» Stated problem
Copy the listing below verbatim, starting at its first line and stopping after the line that contains "left=0, top=39, right=112, bottom=58".

## Start Given entries

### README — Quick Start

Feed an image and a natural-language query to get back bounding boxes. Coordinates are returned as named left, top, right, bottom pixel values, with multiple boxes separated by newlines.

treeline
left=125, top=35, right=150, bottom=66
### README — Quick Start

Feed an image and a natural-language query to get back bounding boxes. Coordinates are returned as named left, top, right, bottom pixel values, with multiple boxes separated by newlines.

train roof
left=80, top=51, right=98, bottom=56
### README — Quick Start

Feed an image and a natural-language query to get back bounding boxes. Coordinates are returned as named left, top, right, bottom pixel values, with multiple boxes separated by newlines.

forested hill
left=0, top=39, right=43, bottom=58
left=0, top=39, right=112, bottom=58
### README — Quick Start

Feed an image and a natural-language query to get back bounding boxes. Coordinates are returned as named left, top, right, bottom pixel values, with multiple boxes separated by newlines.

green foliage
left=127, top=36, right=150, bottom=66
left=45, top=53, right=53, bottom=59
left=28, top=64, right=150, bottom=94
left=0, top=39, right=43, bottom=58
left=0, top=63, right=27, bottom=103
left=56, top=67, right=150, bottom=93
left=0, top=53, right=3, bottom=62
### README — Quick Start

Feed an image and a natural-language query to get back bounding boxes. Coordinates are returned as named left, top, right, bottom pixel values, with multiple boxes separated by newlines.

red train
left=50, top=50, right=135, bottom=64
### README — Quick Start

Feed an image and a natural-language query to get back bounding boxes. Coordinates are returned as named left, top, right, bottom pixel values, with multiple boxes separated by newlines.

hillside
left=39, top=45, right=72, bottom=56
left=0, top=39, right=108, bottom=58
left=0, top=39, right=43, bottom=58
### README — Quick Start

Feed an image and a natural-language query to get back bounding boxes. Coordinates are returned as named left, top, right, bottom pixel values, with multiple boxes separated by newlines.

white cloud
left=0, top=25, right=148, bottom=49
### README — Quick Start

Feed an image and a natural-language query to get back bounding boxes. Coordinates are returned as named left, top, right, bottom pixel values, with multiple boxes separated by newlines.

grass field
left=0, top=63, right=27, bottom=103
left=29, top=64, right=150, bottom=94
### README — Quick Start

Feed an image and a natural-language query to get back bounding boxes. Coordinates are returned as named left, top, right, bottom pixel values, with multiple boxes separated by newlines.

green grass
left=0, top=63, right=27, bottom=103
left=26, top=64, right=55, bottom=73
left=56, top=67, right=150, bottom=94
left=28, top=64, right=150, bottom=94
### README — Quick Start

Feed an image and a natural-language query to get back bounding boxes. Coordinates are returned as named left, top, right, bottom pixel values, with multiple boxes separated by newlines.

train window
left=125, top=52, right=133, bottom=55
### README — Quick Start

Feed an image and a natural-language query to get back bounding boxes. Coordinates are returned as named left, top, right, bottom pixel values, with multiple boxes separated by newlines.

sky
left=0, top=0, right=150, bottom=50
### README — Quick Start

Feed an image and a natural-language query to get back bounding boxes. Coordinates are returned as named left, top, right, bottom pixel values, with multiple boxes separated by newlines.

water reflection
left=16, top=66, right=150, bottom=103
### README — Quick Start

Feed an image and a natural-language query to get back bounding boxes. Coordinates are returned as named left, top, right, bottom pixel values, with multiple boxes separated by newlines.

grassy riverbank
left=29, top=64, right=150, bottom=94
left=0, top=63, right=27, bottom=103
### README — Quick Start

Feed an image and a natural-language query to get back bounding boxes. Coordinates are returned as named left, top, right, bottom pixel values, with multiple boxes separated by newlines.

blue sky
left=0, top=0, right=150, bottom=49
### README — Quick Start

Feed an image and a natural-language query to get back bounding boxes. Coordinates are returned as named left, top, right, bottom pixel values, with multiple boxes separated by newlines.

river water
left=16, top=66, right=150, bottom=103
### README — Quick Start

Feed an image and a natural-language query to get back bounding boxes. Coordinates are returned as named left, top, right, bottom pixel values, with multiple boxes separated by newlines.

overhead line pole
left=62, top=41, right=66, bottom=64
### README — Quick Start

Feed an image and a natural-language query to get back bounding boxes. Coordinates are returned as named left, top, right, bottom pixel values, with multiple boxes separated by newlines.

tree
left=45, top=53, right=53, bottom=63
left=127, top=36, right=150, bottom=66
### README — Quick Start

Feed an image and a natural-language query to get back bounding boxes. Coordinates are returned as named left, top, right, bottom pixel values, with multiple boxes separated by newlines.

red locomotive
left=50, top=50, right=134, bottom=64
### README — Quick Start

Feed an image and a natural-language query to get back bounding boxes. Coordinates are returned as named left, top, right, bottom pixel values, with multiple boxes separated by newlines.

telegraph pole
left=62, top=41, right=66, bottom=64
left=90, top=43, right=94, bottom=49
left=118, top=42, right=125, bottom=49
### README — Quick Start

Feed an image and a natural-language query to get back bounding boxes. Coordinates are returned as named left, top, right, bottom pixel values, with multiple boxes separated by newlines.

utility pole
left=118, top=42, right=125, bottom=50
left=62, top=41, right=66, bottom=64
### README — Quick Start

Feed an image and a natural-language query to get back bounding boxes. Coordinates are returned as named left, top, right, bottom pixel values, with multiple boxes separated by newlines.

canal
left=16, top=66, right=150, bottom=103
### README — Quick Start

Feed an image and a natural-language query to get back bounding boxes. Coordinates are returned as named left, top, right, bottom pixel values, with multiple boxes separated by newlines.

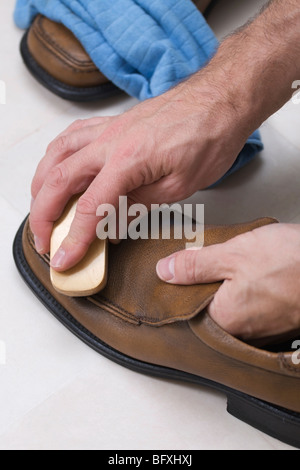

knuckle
left=47, top=135, right=69, bottom=154
left=76, top=194, right=98, bottom=216
left=45, top=165, right=68, bottom=189
left=70, top=119, right=84, bottom=130
left=184, top=251, right=197, bottom=283
left=31, top=177, right=42, bottom=198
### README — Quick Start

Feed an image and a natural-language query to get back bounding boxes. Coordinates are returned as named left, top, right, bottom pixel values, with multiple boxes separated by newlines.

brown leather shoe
left=21, top=0, right=216, bottom=102
left=14, top=215, right=300, bottom=447
left=21, top=15, right=122, bottom=102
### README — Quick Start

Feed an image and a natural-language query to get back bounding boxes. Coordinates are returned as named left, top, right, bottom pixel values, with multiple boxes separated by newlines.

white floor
left=0, top=0, right=300, bottom=449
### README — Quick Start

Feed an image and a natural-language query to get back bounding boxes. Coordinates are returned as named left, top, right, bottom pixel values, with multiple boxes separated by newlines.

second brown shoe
left=21, top=15, right=122, bottom=102
left=21, top=0, right=217, bottom=102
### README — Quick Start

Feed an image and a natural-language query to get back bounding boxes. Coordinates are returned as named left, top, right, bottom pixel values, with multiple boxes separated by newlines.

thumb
left=156, top=242, right=233, bottom=285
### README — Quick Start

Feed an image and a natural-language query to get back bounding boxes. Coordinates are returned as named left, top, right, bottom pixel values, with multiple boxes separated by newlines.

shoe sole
left=13, top=219, right=300, bottom=449
left=20, top=31, right=124, bottom=103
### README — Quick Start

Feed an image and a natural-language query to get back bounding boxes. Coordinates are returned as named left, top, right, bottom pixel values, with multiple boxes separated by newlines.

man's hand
left=30, top=83, right=251, bottom=271
left=157, top=224, right=300, bottom=339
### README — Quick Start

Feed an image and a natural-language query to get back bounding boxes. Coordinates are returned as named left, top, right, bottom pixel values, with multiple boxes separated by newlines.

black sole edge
left=20, top=31, right=125, bottom=103
left=13, top=219, right=300, bottom=449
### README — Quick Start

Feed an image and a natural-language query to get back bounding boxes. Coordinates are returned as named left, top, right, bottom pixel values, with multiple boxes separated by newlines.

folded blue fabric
left=14, top=0, right=263, bottom=180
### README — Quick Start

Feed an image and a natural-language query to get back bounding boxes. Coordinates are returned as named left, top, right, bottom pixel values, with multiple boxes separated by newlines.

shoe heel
left=227, top=394, right=300, bottom=449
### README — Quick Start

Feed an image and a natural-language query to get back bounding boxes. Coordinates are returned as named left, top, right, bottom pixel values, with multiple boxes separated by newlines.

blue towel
left=14, top=0, right=263, bottom=181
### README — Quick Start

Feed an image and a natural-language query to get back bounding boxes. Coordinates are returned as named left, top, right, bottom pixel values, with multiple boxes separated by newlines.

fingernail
left=34, top=236, right=44, bottom=253
left=50, top=248, right=66, bottom=269
left=156, top=256, right=175, bottom=282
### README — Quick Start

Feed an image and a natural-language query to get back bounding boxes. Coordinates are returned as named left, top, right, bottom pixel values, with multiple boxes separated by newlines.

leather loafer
left=21, top=15, right=121, bottom=102
left=20, top=0, right=216, bottom=102
left=14, top=218, right=300, bottom=447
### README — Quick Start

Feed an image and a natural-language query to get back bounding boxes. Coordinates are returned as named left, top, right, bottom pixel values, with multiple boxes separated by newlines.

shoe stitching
left=32, top=18, right=101, bottom=74
left=279, top=353, right=300, bottom=374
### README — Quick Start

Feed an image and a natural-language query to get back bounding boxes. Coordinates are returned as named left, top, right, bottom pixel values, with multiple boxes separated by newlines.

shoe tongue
left=90, top=218, right=276, bottom=326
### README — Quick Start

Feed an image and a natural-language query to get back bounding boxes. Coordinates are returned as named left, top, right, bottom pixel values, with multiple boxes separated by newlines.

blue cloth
left=14, top=0, right=263, bottom=181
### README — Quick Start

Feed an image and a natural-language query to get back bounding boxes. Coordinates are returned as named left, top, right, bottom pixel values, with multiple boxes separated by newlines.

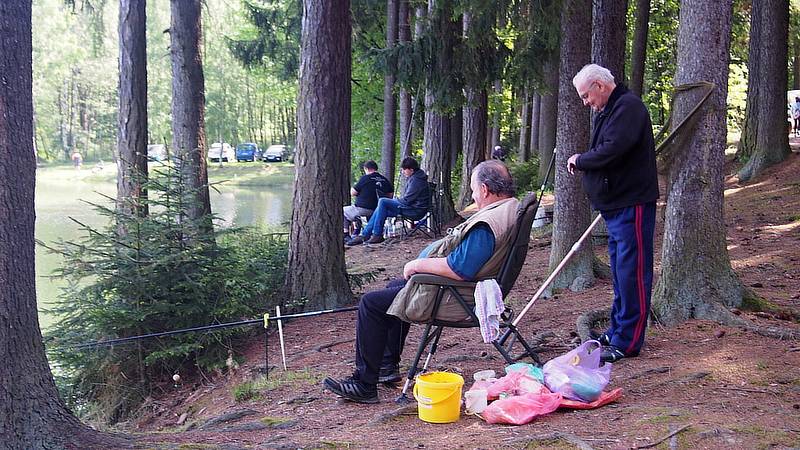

## End Given entries

» Right answer
### README — Quick Start

Feed an image and a natural-language query to get back bounding boxes. Coordinates are returned as named left, top, right, bottom pixel values, with multiple boxes separated by newlines.

treeline
left=125, top=35, right=150, bottom=66
### README — Quick Start

Feed an image and a natural-language query to get back bounding boxes. Coordinates are returned as named left, top, right, bottom pixel values, with multiple boxes separated by newlines.

train roof
left=80, top=51, right=98, bottom=56
### README — Quick Start

Feed an image and a natural-language query to get back bounding boxes. Coordinates are returned as named left, top, right, bottom pixel values, with multiple boxes separated by newlines.

forested hill
left=0, top=39, right=43, bottom=58
left=0, top=39, right=112, bottom=58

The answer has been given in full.